**EXERCISE BRIEF:** After finding the line that contains "Could you please indicate the mountain" in the material below, print that line and all subsequent lines exactly, up to and including the last.
┄┄┄┄┄┄┄┄┄┄
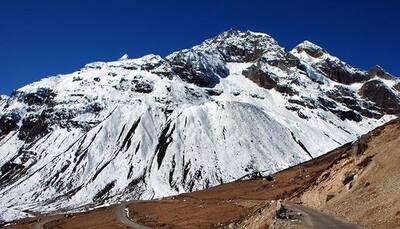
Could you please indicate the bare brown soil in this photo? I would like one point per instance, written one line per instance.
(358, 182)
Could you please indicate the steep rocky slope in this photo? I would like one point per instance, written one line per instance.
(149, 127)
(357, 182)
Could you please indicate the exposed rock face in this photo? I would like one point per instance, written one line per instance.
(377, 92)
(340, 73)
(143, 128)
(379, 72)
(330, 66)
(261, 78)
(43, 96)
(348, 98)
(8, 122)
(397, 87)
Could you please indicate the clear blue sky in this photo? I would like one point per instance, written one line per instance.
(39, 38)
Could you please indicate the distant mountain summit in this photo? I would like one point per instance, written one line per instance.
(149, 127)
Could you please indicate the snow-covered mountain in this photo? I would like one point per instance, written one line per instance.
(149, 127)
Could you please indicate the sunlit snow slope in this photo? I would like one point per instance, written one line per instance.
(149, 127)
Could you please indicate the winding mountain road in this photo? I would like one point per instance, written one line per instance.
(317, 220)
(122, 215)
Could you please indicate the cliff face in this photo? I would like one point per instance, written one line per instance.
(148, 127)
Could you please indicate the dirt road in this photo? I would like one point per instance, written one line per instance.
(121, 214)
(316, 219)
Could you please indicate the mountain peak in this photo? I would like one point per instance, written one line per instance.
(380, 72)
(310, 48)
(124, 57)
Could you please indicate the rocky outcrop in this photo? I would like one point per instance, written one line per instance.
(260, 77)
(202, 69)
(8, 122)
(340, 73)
┄┄┄┄┄┄┄┄┄┄
**FINAL ANSWER:**
Could you please indicate the mountain peak in this photo? I would like one point per instance, written one line per instance.
(380, 72)
(310, 48)
(124, 57)
Could you please indicate the rocky outcrop in this photo? I would like one point per instance, written one line per instance.
(260, 77)
(202, 69)
(8, 122)
(340, 73)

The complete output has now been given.